### TEXT PASSAGE
** START **

Logo of Directorate General of Customs and Excise

Design
A pentagon with the image of sea, mountain, and sky inside it;
A staff with a spiral of 8 at the under-part;
Wings consisting of 30 small wings and 10 big wings;
Rice tassel in amount of 24 forming a circle.

Meaning
Pentagon represents Pancasila as the foundation of the Republic of Indonesia ;
Sea, mountain and sky represent the jurisdiction of the Customs Law and Excise Law.
Staff represents international trade of the Republic of Indonesia from/to 8 directions of wind
Wings represent the Finance Day of the Republic of Indonesia on 30 October and represent the Directorate General of Customs and Excise as part of the Ministry of Finance in Customs and Excise sector.
Rice tassel circle represents the purpose of Directorate General of Customs and Excise that is the prosperity and welfare of Indonesia.

Equipment

The customs officers are trained in the use of firearms. Customs Tactical Unit (CTU) officers are also trained in the use of rifles.

 Pindad P3A – Standard issue sidearm. 
 Pindad SBC-1 – Standard issue rifle.

Customs Clearance

Customs Clearance Process
 Exporter and Importer is required to provide Customs declaration to the Customs, the documents is pemberitahuan ekspor barang (PEB) for exporter and pemberitahuan impor barang (PIB) for importer.
 Documents for Customs declaration includes: invoice, packing list, document issued by carrier (Air waybill or Bill of lading), Certificate of origin if available, and import/export permit if required.
 Customs duties in Indonesia is based on self assessment. Exporter/importer themselves will then submit customs declaration and paid the customs based on their own assessment.
 Directorate General of Customs and Excise (DJBC) officer will then check customs declaration and the customs duties. If customs declaration is complied with regulation, they will issue customs release letter (surat pemberitahuan pengeluaran barang /SPPB) to the exporter/importer, if not then customs declaration will be rejected and exporter/importer may revise and re-submit customs declaration .
 Exported/Imported goods cannot leave customs area before receiving customs release letter (SPPB)
 All above processes are using online system to minimize interaction between exporter/importer and DJBC officer.

Channeling
DJBC is also implement automated channel system based on importer/exporter profile, commodity type of goods, track record and information contained in the DJBC intelligence. There are 4 channel:
 Special priority channel, also named Main Customs Partner (Mitra Utama /MITA), for exporter/importer with excellent track record, for importers of this type of goods expenditure is done automatically (automation system) which is a priority in terms of service, in terms of supervision then exporter/importer of this type will be subject to Post Clearance Audit system (PCA) and occasionally randomly by a computer system will be set for physical inspection. Exporters/Importers are required to apply for this channel and approved by DJBC to be able to use this channel.

** END **

### Saved dataset items
** START **

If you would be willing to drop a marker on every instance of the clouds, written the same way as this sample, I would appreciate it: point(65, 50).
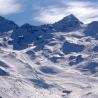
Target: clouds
point(48, 11)
point(85, 10)
point(9, 7)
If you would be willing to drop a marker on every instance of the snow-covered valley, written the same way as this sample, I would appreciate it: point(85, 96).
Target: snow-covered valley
point(61, 64)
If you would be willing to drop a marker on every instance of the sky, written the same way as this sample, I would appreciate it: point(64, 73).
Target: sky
point(37, 12)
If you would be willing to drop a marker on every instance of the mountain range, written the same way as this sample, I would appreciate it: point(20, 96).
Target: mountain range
point(58, 60)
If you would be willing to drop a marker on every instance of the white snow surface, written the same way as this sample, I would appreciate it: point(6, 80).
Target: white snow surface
point(27, 77)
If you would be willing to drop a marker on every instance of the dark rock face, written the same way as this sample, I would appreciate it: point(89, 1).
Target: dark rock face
point(92, 29)
point(67, 24)
point(71, 47)
point(7, 25)
point(39, 35)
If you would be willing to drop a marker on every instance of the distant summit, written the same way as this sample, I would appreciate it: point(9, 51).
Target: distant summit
point(92, 29)
point(68, 24)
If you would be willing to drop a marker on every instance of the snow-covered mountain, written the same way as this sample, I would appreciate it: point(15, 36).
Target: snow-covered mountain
point(57, 60)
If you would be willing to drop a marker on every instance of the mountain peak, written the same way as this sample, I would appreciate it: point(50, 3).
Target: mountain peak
point(68, 23)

** END **

### WHAT YOU NEED TO DO
1. Retype the customs passage starting at "Pindad SBC-1 –" and ending at "(PIB) for importer.", keeping every word unchanged.
2. Echo the records starting at the line that contains "it: point(20, 96)." and ending at the last line of the records, with both of those lines included.
The customs passage and the records have no connection to each other.

### THE ANSWERS
1.
Pindad SBC-1 – Standard issue rifle.

Customs Clearance

Customs Clearance Process
 Exporter and Importer is required to provide Customs declaration to the Customs, the documents is pemberitahuan ekspor barang (PEB) for exporter and pemberitahuan impor barang (PIB) for importer.

2.
If you would be willing to drop a marker on every instance of the mountain range, written the same way as this sample, I would appreciate it: point(20, 96).
Target: mountain range
point(58, 60)
If you would be willing to drop a marker on every instance of the white snow surface, written the same way as this sample, I would appreciate it: point(6, 80).
Target: white snow surface
point(27, 77)
If you would be willing to drop a marker on every instance of the dark rock face, written the same way as this sample, I would appreciate it: point(89, 1).
Target: dark rock face
point(92, 29)
point(67, 24)
point(71, 47)
point(7, 25)
point(39, 35)
If you would be willing to drop a marker on every instance of the distant summit, written the same way as this sample, I would appreciate it: point(9, 51).
Target: distant summit
point(92, 29)
point(68, 24)
If you would be willing to drop a marker on every instance of the snow-covered mountain, written the same way as this sample, I would appreciate it: point(15, 36).
Target: snow-covered mountain
point(57, 60)
If you would be willing to drop a marker on every instance of the mountain peak, written the same way as this sample, I would appreciate it: point(50, 3).
Target: mountain peak
point(68, 23)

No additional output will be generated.